### ACTION ITEM:
The records that follow are to be transcribed exactly.

RECORDS FOR THE EXERCISE section start

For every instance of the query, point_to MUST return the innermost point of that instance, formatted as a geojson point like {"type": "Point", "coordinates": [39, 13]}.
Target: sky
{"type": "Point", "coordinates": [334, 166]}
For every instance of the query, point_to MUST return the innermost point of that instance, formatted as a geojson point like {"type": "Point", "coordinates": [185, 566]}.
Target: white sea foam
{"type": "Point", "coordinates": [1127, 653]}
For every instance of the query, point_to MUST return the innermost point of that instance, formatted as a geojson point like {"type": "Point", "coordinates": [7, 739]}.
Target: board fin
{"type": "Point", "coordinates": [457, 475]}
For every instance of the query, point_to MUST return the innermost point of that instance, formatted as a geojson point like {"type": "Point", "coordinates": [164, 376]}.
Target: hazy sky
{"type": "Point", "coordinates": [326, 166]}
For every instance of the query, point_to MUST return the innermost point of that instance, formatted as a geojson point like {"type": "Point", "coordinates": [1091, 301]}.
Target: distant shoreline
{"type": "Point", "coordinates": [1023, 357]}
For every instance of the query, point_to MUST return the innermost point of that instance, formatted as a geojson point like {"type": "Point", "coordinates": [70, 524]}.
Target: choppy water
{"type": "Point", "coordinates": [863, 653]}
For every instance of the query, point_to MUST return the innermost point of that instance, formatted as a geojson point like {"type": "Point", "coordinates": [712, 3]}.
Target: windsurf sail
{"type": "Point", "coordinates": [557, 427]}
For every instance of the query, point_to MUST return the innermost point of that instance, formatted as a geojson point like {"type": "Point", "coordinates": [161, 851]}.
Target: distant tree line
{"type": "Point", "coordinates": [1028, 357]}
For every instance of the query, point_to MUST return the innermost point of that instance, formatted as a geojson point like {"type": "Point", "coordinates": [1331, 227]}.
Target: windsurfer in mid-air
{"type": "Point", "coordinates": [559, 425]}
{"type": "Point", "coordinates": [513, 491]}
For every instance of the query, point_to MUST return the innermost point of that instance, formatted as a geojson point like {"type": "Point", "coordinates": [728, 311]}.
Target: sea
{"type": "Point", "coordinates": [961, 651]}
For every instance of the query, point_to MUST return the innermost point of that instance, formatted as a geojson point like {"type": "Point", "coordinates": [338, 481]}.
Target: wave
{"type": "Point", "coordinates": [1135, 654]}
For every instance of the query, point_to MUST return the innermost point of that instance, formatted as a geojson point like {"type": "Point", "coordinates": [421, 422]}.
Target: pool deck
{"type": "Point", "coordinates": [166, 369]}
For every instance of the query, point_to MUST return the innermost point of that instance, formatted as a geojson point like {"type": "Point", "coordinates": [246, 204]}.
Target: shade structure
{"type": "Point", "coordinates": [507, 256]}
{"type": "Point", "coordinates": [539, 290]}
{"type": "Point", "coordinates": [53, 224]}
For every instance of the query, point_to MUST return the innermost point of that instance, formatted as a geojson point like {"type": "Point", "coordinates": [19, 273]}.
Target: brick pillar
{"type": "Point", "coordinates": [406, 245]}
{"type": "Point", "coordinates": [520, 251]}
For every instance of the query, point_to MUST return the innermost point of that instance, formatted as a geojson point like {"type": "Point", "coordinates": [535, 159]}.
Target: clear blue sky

RECORDS FOR THE EXERCISE section end

### SOLUTION:
For every instance of the query, point_to MUST return the innermost point of that instance, formatted as a geojson point like {"type": "Point", "coordinates": [39, 13]}.
Target: sky
{"type": "Point", "coordinates": [334, 166]}
For every instance of the query, point_to MUST return the innermost point of that instance, formatted as a geojson point like {"type": "Point", "coordinates": [185, 566]}.
Target: white sea foam
{"type": "Point", "coordinates": [1127, 653]}
For every instance of the query, point_to MUST return the innermost point of that instance, formatted as a geojson point like {"type": "Point", "coordinates": [7, 739]}.
Target: board fin
{"type": "Point", "coordinates": [457, 475]}
For every instance of the query, point_to MUST return the innermost point of that instance, formatted as a geojson point like {"type": "Point", "coordinates": [164, 376]}.
Target: hazy sky
{"type": "Point", "coordinates": [326, 166]}
For every instance of the query, point_to MUST return the innermost point of that instance, formatted as a geojson point like {"type": "Point", "coordinates": [1091, 301]}.
Target: distant shoreline
{"type": "Point", "coordinates": [1023, 357]}
For every instance of the query, point_to MUST return the innermost point of that instance, formatted as a geojson point like {"type": "Point", "coordinates": [70, 524]}.
Target: choppy water
{"type": "Point", "coordinates": [863, 653]}
For every instance of the query, point_to MUST return the innermost point of that instance, formatted as a geojson point like {"type": "Point", "coordinates": [712, 3]}.
Target: windsurf sail
{"type": "Point", "coordinates": [557, 427]}
For every instance of the query, point_to MUST return the innermost point of that instance, formatted as a geojson point like {"type": "Point", "coordinates": [161, 851]}.
Target: distant tree line
{"type": "Point", "coordinates": [1028, 357]}
For every instance of the query, point_to MUST return the innermost point of that instance, formatted as a geojson point like {"type": "Point", "coordinates": [1331, 227]}.
Target: windsurfer in mid-air
{"type": "Point", "coordinates": [559, 425]}
{"type": "Point", "coordinates": [513, 491]}
For every instance of the query, point_to MUST return the innermost point of that instance, formatted as a geojson point like {"type": "Point", "coordinates": [728, 311]}.
Target: sea
{"type": "Point", "coordinates": [961, 651]}
For every instance of the query, point_to MUST return the innermost point of that instance, formatted as a geojson point like {"type": "Point", "coordinates": [338, 481]}.
Target: wave
{"type": "Point", "coordinates": [1135, 654]}
For every instance of the query, point_to MUST return the innermost point of that instance, formatted as a geojson point like {"type": "Point", "coordinates": [421, 422]}.
Target: pool deck
{"type": "Point", "coordinates": [166, 369]}
For every instance of the query, point_to MUST return the innermost point of that instance, formatted as a geojson point like {"type": "Point", "coordinates": [246, 204]}.
Target: shade structure
{"type": "Point", "coordinates": [507, 256]}
{"type": "Point", "coordinates": [539, 290]}
{"type": "Point", "coordinates": [53, 224]}
For every instance of the query, point_to MUST return the innermost point of that instance, formatted as a geojson point like {"type": "Point", "coordinates": [19, 273]}.
Target: brick pillar
{"type": "Point", "coordinates": [406, 245]}
{"type": "Point", "coordinates": [520, 251]}
For every instance of the query, point_to MUST return the innermost point of that instance, formatted as a geojson point like {"type": "Point", "coordinates": [535, 159]}.
Target: clear blue sky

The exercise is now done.